Problem details:
Leave out the pictures and copy the remaining records exactly.

────

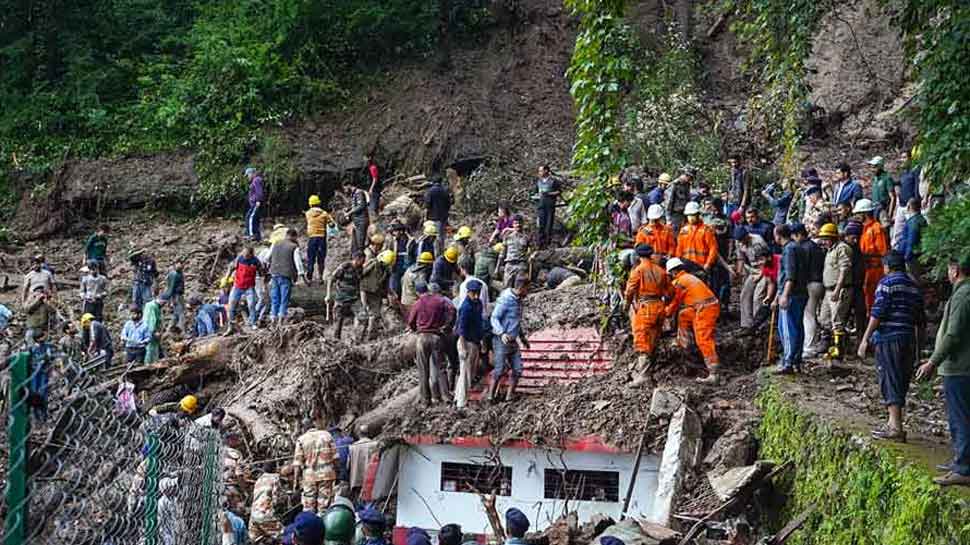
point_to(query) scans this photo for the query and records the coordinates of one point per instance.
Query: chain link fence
(83, 467)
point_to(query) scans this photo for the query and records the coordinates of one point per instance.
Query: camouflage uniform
(263, 522)
(316, 455)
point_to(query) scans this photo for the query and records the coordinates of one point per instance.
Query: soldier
(314, 463)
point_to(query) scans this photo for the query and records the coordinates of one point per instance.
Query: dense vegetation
(90, 78)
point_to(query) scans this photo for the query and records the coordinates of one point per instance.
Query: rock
(681, 453)
(734, 481)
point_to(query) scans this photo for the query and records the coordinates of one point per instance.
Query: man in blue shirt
(896, 316)
(507, 332)
(791, 300)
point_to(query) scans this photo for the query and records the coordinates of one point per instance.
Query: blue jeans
(252, 222)
(506, 355)
(279, 296)
(791, 331)
(141, 294)
(235, 295)
(956, 390)
(316, 254)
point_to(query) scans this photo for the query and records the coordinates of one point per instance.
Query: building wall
(419, 487)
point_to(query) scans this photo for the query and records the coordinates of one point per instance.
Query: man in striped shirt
(895, 318)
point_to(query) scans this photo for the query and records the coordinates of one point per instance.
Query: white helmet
(673, 263)
(863, 205)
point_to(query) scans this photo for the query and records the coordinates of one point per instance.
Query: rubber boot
(643, 366)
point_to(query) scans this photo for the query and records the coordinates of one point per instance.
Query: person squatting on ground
(894, 322)
(314, 467)
(429, 318)
(696, 309)
(646, 288)
(506, 322)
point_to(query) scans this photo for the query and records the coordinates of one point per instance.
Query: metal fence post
(17, 431)
(151, 490)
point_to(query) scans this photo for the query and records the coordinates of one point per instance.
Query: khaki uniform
(263, 522)
(838, 261)
(316, 455)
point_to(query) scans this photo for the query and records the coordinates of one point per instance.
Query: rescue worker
(678, 195)
(314, 467)
(696, 309)
(373, 289)
(317, 222)
(874, 247)
(646, 288)
(445, 273)
(696, 242)
(754, 288)
(837, 279)
(656, 234)
(94, 288)
(507, 332)
(419, 272)
(96, 339)
(359, 217)
(791, 300)
(516, 252)
(264, 525)
(346, 279)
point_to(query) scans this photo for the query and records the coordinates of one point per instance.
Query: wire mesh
(84, 468)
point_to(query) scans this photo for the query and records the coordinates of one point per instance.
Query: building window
(582, 485)
(476, 479)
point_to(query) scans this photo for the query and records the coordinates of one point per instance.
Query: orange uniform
(697, 243)
(873, 245)
(699, 313)
(647, 285)
(659, 236)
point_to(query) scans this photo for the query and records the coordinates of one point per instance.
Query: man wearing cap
(791, 300)
(314, 467)
(657, 234)
(754, 287)
(646, 288)
(951, 360)
(515, 256)
(516, 525)
(896, 316)
(257, 195)
(429, 319)
(94, 288)
(883, 192)
(837, 280)
(317, 222)
(814, 259)
(507, 332)
(874, 247)
(470, 330)
(696, 242)
(696, 309)
(678, 195)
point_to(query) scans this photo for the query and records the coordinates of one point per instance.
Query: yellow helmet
(463, 232)
(388, 257)
(451, 254)
(829, 230)
(189, 404)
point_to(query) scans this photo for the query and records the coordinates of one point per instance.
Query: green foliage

────

The reply:
point_to(query) scans this photo for the query and records the coordinates of one point per instance.
Query: chain link fence
(83, 467)
point_to(query) scans this photo for the query and records the coordinates of one point per instance.
Query: camouflage uniform
(263, 522)
(316, 455)
point_to(query) scans this photo for the query and records the coordinates of one point per instance.
Query: soldier
(314, 463)
point_to(query) scans this photo for the query and records the coordinates of one point per instance.
Query: dense vegetation
(90, 78)
point_to(query) scans this photo for the query and records the coordinates of one point per instance.
Query: rock
(681, 453)
(734, 481)
point_to(query) scans this photo for the query and records the coordinates of one point per instance.
Query: man in blue shirt
(896, 316)
(507, 332)
(791, 300)
point_to(query) scans this photo for the query and records the coordinates of one point per instance.
Query: blue jeans
(252, 222)
(506, 355)
(279, 296)
(791, 331)
(141, 294)
(235, 295)
(956, 390)
(316, 254)
point_to(query) scans this photo for the query and records the coordinates of one point per instance.
Query: building wall
(419, 487)
point_to(query) scans this photo for the query and records the coordinates of one point per instance.
Query: man in striped shirt
(895, 318)
point_to(query) scans this photo for the query and records the coordinates of one point per instance.
Query: white helmet
(673, 263)
(863, 205)
point_to(query) scans this photo for the query and records the coordinates of one point per instance.
Query: rubber boot
(643, 366)
point_to(query) scans this photo for the query and records the coordinates of one point per instance.
Query: person squatting on ground
(894, 322)
(314, 467)
(429, 318)
(696, 309)
(646, 288)
(506, 322)
point_to(query) scans this photo for the query and records the coordinates of one point per instance.
Query: metal fence post
(17, 431)
(151, 490)
point_to(query) scans this photo for the query and records the coordinates of one point per instance.
Query: khaki uniform
(263, 522)
(838, 261)
(316, 455)
point_to(query) scans this photo for the query and records the coordinates of one point per instance.
Query: rescue worker
(678, 195)
(314, 467)
(696, 309)
(373, 289)
(317, 222)
(874, 247)
(646, 288)
(445, 273)
(696, 242)
(754, 288)
(837, 279)
(656, 234)
(94, 288)
(507, 332)
(419, 272)
(96, 339)
(359, 217)
(791, 300)
(516, 252)
(264, 525)
(346, 279)
point_to(query) scans this photo for the query and records the coordinates of one point per instance.
Query: wire mesh
(84, 468)
point_to(query) scans this photo for the query and records the coordinates of one point per instance.
Query: building window
(582, 485)
(476, 479)
point_to(query) scans this photo for the query and records the coordinates of one point per instance.
Query: orange uniform
(697, 243)
(873, 245)
(699, 313)
(647, 285)
(659, 236)
point_to(query) scans this photo for the query and records the coordinates of one point per instance.
Query: man wearing cap
(791, 300)
(314, 467)
(657, 234)
(754, 287)
(646, 288)
(951, 360)
(515, 256)
(516, 525)
(896, 316)
(257, 195)
(429, 319)
(94, 288)
(883, 192)
(837, 280)
(317, 222)
(814, 259)
(507, 332)
(874, 247)
(470, 330)
(696, 242)
(696, 309)
(678, 195)
point_to(query) scans this photo for the query and records the coordinates of one point per instance.
Query: yellow helmet
(463, 232)
(388, 257)
(451, 254)
(829, 230)
(189, 404)
point_to(query) scans this photo for the query and records the coordinates of one point per instance.
Query: green foliage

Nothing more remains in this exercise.